Records to process —
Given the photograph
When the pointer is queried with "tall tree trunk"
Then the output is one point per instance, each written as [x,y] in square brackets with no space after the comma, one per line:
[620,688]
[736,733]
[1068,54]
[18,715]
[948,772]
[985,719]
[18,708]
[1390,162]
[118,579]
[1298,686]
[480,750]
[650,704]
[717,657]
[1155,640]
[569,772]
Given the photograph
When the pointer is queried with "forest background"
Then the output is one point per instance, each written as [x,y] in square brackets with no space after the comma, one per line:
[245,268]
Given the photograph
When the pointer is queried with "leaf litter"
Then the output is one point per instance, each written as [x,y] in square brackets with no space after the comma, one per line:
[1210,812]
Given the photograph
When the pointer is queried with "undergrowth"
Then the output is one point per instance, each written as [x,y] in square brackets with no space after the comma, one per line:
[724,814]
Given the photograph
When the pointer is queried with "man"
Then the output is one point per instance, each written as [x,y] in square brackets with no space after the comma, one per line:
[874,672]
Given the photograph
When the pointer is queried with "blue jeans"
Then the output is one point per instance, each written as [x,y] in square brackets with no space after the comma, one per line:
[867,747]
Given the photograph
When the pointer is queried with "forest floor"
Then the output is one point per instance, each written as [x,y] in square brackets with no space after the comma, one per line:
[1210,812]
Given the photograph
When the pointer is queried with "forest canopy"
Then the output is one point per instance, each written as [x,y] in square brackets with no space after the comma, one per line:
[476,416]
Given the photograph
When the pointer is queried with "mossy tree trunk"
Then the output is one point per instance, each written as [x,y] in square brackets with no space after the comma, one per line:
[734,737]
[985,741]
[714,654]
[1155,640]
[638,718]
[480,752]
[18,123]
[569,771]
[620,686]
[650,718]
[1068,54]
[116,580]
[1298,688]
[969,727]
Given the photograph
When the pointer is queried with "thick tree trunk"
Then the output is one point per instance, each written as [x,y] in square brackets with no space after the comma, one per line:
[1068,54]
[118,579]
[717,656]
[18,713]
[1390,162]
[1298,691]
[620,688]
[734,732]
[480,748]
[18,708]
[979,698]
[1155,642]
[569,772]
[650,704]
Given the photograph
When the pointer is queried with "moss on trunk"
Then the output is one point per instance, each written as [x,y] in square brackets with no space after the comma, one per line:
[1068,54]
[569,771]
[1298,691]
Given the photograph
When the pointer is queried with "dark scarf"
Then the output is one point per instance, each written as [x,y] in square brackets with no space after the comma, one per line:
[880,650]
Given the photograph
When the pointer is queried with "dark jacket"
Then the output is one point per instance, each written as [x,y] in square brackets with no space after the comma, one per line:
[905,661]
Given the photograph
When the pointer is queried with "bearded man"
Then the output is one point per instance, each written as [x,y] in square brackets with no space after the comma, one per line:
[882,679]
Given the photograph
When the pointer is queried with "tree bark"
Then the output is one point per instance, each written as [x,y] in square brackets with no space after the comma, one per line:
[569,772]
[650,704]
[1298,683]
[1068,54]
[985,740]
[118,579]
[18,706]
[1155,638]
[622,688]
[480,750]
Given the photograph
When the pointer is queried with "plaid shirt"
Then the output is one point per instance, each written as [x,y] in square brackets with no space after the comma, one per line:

What you are asked to do — Take the entries above and transcribe them exactly as they stand.

Answer section —
Given the photograph
When the pointer is queried with "tall tree trunk"
Then the output is one point per instance, each written as [x,y] in square brackets with no space after the comma, one per line:
[620,688]
[736,733]
[1068,54]
[18,715]
[948,772]
[985,719]
[18,708]
[1390,162]
[118,579]
[1298,686]
[480,750]
[650,704]
[717,657]
[1155,640]
[569,772]
Given the photograph
When the pointer is queried with "forest background"
Then the output is one point per instance, each written as [x,y] in square brackets with no space after the comma, one per line:
[245,268]
Given the photograph
When the pointer is queried with "leaf litter"
Then the output is one point per instance, each written as [x,y] in square brackets with no space after the comma, one per line:
[1210,812]
Given the photograph
When the pointer is queried with "undergrowth"
Then the output is one point per instance, each written as [x,y] in square brackets with no space after the comma, one per line:
[724,814]
Given the photograph
When the pointer is queried with "man"
Then the output is one point per instance, each written as [x,y] in square brackets with no space after the comma, one per line:
[874,672]
Given the photograph
When the pointer is queried with "blue jeans"
Then the output is one point per instance, each written as [x,y] in square brackets with no space after the comma, one per line:
[867,747]
Given the photograph
When the pointer is queried with "forest floor"
Then the output is one point per instance, each written as [x,y] in square brackets with no space after the comma, one per line:
[1210,812]
Given the photograph
When the pointer is queried with "forest canopy"
Then the output is one point per instance, each written as [x,y] in square brackets with no space after the comma, one per line:
[476,416]
Given the photograph
When the pointer is queried with "mossy tree trunk"
Then the output is one point per instance, each written as [x,y] in square brackets with no space after the comma, one per line:
[734,737]
[985,741]
[714,654]
[1155,640]
[638,718]
[480,752]
[18,123]
[569,771]
[620,686]
[650,718]
[1068,54]
[116,580]
[1298,688]
[969,727]
Given the photograph
When the pointer is queried with "thick tree trunk"
Then the output is one point per instance, each written as [x,y] in square brackets with no space after the comma, one per line:
[1068,54]
[118,579]
[717,656]
[18,713]
[1390,162]
[1298,691]
[620,688]
[734,732]
[480,748]
[18,708]
[979,698]
[1155,642]
[569,772]
[650,704]
Given the photograph
When the pointer is queried with "moss on trunk"
Then the output is one point per instance, each written as [x,y] in square brackets with no space after the comma, one per line:
[1068,54]
[569,771]
[1298,691]
Given the photograph
When the pointer is queried with "dark scarf"
Then the output is one point per instance, each written as [x,y] in square brackets with no space after the comma, one per line:
[880,650]
Given the photograph
When the pointer is queried with "dark jacket"
Then the output is one point per instance, each written as [x,y] in square brackets with no space after the comma, one per line:
[905,661]
Given the photograph
When the pointer is queried with "bearded man"
Then the output is one point per instance, each written as [x,y] in square brackets with no space after the comma, one per line:
[882,679]
Given the photograph
When the pointer is queried with "tree bark"
Then the output is one point per instance, each written as [x,y] in square brackets with no space after the comma, one per line:
[569,772]
[650,704]
[1298,683]
[1068,54]
[985,740]
[118,579]
[18,706]
[1155,638]
[622,688]
[480,750]
Given the photograph
When the pointer is queried with "plaid shirt"
Then the output is one point per instance, each written as [x,y] in square brackets with no space after the comma, one per line:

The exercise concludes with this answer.